Instruction: From the article on remote company culture, output an exact copy of the passage that starts at the words "8 Signs of Good" and ends after the words "uncertain, and frustrated.".
# START OF Text block
8 Signs of Good Work Culture—Even at a Remote Company
By: Kit Warchol
Before joining the team at Skillcrush, I spent a lot of time thinking about what it would be like to work from home full-time, making my own hours courtesy of remote work. I talked to friends who work from home about the pros and cons of a remote company, how to even find a remote job, the isolation versus the freedom.
What we didn’t talk about was what an ideal remote company or job should look like. Because the thing is, for all those jokes about wearing off-screen pajama bottoms on Skype calls, there are countless remote companies that just aren’t that great. And then there are the remote jobs (some of which my friends have held) where you feel isolated, uncertain, and frustrated.
Since Skillcrush teaches the coding and digital skills people need to build successful, flexible careers, we know how important it is to find the right company, especially when it comes to remote work. Here’s how to recognize some of the signs of a great company culture, even when you’d be working from home—and signs to watch out for when something’s not right.
Signs of a Good Work Culture at a Remote Company
First up, let’s talk about 100% remote companies. I’m making a distinction here because there are also companies that hire an occasional remote worker, but aren’t remote. Those kinds of companies have their own signs to look out for, so if that’s you, skip to the next section.
It’s Clear From the Interview That Feedback is Encouraged
Fun fact: the team at Medium encourages feedback from the moment you step into an interview.
As Gabe Kleinman, Medium’s former Head of Product Marketing, explains, “[In interviews], we want candidates to teach us something — anything. They show us their taste (compelling topic selection?), dynamism (presentation skills + question response?), and influence (did people stay after to speak with her/him?). And, we all learn something new regardless.”
You need to trust that your voice will be heard—especially if you’re far away from colleagues. As you interview for a role, pay close attention to whether the hiring manager mentions “open dialogue” or how often the team brainstorms on projects together. If you don’t hear it—ask.
There’s Plenty of Facetime with Colleagues (And Also Your Boss)
A great remote company shouldn’t feel all that different from a company with an office.
“That whole ‘make your own hours’ thing sounds pretty cool, at first. Until it ends up meaning ‘your hours are pretty much all the time.’ Or just as bad, ‘my hours are whenever I want, and you’ll never know if I’m available.'” says Laura Roeder, founder of Meet Edgar (which is a 100% remote team and one of our favorites), “The structure of regular hours is the type of agreement that benefits both parties – your team knows they’ll have the work/life balance that comes with set start/end times, and you know when you can get in touch with the people you need.”
# END OF Text block
# START OF Given data
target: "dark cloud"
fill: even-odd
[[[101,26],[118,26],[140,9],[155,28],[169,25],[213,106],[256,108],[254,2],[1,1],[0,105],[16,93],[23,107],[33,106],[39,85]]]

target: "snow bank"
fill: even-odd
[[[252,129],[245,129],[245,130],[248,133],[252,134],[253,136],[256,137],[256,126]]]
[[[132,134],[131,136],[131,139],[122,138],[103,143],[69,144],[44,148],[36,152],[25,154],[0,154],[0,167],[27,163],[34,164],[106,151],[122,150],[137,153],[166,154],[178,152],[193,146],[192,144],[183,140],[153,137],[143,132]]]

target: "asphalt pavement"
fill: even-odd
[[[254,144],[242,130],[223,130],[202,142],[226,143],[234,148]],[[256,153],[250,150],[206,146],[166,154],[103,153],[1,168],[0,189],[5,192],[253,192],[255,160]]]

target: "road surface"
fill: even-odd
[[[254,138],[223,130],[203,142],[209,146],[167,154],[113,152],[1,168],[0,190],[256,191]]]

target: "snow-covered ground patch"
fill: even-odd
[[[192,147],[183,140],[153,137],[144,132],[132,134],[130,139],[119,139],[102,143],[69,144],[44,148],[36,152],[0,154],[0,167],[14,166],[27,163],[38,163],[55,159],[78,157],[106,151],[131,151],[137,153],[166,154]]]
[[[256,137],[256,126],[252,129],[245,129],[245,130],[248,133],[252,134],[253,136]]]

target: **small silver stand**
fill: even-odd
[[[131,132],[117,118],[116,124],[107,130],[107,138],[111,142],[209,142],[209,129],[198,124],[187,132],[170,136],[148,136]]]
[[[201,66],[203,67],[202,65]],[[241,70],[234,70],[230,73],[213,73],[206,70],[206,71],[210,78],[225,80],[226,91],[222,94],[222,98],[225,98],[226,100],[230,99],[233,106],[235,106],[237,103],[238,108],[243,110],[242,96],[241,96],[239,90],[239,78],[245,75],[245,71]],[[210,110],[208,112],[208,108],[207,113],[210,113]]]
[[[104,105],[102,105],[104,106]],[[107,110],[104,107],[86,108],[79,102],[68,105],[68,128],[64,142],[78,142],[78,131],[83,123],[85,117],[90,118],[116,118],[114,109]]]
# END OF Given data
Answer below:
8 Signs of Good Work Culture—Even at a Remote Company
By: Kit Warchol
Before joining the team at Skillcrush, I spent a lot of time thinking about what it would be like to work from home full-time, making my own hours courtesy of remote work. I talked to friends who work from home about the pros and cons of a remote company, how to even find a remote job, the isolation versus the freedom.
What we didn’t talk about was what an ideal remote company or job should look like. Because the thing is, for all those jokes about wearing off-screen pajama bottoms on Skype calls, there are countless remote companies that just aren’t that great. And then there are the remote jobs (some of which my friends have held) where you feel isolated, uncertain, and frustrated.